**Exercise passage:**
# Which Periodic Element are you?



## Taggart (Feb 14, 2013)

An interesting quiz from FB Friends.

I ended up as

Helium

You are hyperactive and tireless. You've got more than enough energy to pursue all your passions. Friends and family bring meaning to your life. You know who your core group is. You know how to get what you want out of life, and you know how to avoid working for it. You're a charmer. You tend to charm strangers easily. And you usually can get what you want from them.

To which somebody remarked that my voice did not reflect my element.


----------



## Ingélou (Feb 10, 2013)

I took it and got Iron, as did two of my former schoolfriends, which probably says something about our Girls' Grammar School education:

*Iron: You take your time and make sure things are done right. You hate to make mistakes, no matter how big or small. You choose your words carefully to make sure you communicate effectively. You always get your point across. You aren't afraid of adventure but you don't seek it out. You would rather tend to your own garden. You pride yourself on being detail oriented. You never forget about anyone or anything.*

This is pretty accurate - I'm a nit-picker!


----------



## Bulldog (Nov 21, 2013)

Iron here as well.


----------



## Morimur (Jan 23, 2014)

**What this exercise asks:**
1 – In the periodic element quiz thread, which element did Ingélou get?
2 – Write the next part of the periodic element quiz thread, picking up right after its final line.

Referring expression data:
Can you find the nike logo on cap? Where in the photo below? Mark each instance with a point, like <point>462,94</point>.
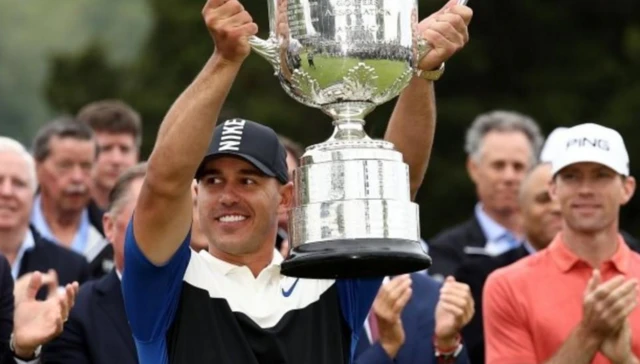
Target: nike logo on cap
<point>288,292</point>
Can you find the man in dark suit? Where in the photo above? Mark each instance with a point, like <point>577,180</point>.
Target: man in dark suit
<point>97,331</point>
<point>407,314</point>
<point>23,246</point>
<point>541,221</point>
<point>501,147</point>
<point>6,305</point>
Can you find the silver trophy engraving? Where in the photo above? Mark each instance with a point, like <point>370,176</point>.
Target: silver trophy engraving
<point>353,216</point>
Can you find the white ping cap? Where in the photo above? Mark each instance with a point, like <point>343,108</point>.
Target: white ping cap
<point>592,143</point>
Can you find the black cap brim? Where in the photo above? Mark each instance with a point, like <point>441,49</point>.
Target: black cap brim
<point>256,163</point>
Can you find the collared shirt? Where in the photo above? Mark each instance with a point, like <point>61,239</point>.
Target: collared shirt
<point>499,239</point>
<point>27,244</point>
<point>533,305</point>
<point>231,316</point>
<point>80,241</point>
<point>530,249</point>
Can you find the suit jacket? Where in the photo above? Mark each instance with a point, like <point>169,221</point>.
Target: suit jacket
<point>46,255</point>
<point>474,273</point>
<point>418,319</point>
<point>6,310</point>
<point>95,216</point>
<point>447,249</point>
<point>97,331</point>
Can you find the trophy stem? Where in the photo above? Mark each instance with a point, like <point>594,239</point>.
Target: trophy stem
<point>348,129</point>
<point>348,120</point>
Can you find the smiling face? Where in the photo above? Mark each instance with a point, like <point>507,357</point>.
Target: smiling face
<point>590,196</point>
<point>16,191</point>
<point>497,172</point>
<point>238,205</point>
<point>65,175</point>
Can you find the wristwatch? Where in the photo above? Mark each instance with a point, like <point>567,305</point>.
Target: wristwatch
<point>12,347</point>
<point>433,75</point>
<point>448,355</point>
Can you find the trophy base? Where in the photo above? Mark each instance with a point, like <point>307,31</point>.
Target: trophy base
<point>355,258</point>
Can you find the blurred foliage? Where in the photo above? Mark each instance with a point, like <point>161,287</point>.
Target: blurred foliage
<point>31,31</point>
<point>561,62</point>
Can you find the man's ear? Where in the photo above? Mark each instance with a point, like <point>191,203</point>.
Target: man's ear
<point>109,226</point>
<point>286,198</point>
<point>628,189</point>
<point>472,169</point>
<point>553,192</point>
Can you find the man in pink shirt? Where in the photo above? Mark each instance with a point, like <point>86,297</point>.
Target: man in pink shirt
<point>575,301</point>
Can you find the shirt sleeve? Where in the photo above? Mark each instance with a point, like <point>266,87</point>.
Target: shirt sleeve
<point>356,298</point>
<point>151,294</point>
<point>507,338</point>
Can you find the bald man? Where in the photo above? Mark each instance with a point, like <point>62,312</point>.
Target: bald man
<point>541,221</point>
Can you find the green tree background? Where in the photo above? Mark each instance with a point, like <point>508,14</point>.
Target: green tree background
<point>561,62</point>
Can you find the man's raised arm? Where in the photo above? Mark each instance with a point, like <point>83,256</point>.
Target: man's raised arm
<point>412,124</point>
<point>164,210</point>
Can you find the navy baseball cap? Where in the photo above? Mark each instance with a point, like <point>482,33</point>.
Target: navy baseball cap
<point>253,142</point>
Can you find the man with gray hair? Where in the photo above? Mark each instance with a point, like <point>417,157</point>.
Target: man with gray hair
<point>65,153</point>
<point>501,147</point>
<point>97,331</point>
<point>25,249</point>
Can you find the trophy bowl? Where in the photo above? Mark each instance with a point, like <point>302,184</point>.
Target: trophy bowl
<point>353,216</point>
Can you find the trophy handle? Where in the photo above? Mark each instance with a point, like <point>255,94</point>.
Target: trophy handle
<point>423,46</point>
<point>267,49</point>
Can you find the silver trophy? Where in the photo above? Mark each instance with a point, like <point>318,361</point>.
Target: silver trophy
<point>353,215</point>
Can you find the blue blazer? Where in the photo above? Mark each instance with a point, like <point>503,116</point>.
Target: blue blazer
<point>6,310</point>
<point>97,331</point>
<point>418,319</point>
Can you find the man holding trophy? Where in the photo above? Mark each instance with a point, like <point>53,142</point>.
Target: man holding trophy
<point>233,303</point>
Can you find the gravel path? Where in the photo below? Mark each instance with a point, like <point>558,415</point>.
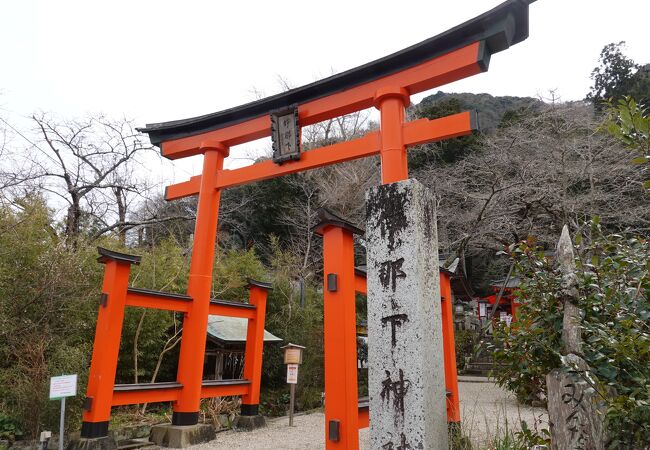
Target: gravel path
<point>484,409</point>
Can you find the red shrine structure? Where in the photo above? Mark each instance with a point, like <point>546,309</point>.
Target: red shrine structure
<point>386,84</point>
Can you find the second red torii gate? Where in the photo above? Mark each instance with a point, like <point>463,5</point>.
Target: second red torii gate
<point>345,412</point>
<point>386,83</point>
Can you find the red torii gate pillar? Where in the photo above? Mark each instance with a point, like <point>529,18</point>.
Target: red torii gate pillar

**Responses for each task:**
1 – Iron

2 –
You are *Sulfur*

_People often misunderstand you. You are more of an optimist than you seem. You are quirky, charming, and creative. You like to celebrate your uniqueness. You are emotionally authentic at all costs. You let your true feelings be known. You make the most of your experiences. You want to squeeze as much as you can out of every moment._

*Optimist? I am a Nihilist! That quiz is bonkers.*


----------



## mmsbls (Mar 6, 2011)

Well I am apparently Helium. I'm not sure any of the description is true, but this part:

"you know how to avoid working for it. You're a charmer. You tend to charm strangers easily." 

is way off.

But for the scientists on the forum here's a helium joke I recently heard:

Helium walks into a bar and orders a beer. The bartender says, "Sorry, we don't serve noble gases here." He didn't react.


----------



## hpowders (Dec 23, 2013)

I am also sulfur; yet my teeth are white.


----------



## Mahlerian (Nov 27, 2012)

Iron.

You take your time and make sure things are done right. You hate to make mistakes, no matter how big or small. You choose your words carefully to make sure you communicate effectively. You always get your point across. You aren't afraid of adventure but you don't seek it out. You would rather tend to your own garden. You pride yourself on being detail oriented. You never forget about anyone or anything.

Hmm, probably not far off.


----------



## shangoyal (Sep 22, 2013)

I got Iron, but that's probably because of how I am feeling these days.

I would say I am Silicon electro-plated with iron.


----------



## GreenMamba (Oct 14, 2012)

Iron, but I wasn't confident of most of my answers. I don't know what kind of scientist I want to be.

I thought "Going to Be Early" was an intriguing, existential choice, until I realized it was a typo.


----------



## Cosmos (Jun 28, 2013)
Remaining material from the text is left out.